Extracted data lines
────
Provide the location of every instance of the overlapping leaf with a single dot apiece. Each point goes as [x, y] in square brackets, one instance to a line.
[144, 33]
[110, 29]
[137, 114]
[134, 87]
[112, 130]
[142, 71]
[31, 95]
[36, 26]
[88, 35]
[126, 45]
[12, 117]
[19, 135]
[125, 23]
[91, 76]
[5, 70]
────
### DIRECTIONS
Please convert all of the lines above into a two-column CSV with the headers instruction and answer, giving one row per instruction. Put each field in double quotes and turn its line breaks into spaces.

### WRITTEN REPLY
instruction,answer
"Provide the location of every instance of the overlapping leaf with a single dot apiece. Each point goes as [x, y] in square brackets, one instance to a line.","[144, 33] [110, 29] [137, 114] [134, 87] [112, 130] [142, 71] [31, 95] [36, 26] [88, 35] [126, 45] [12, 117] [19, 135] [125, 23] [91, 76] [5, 70]"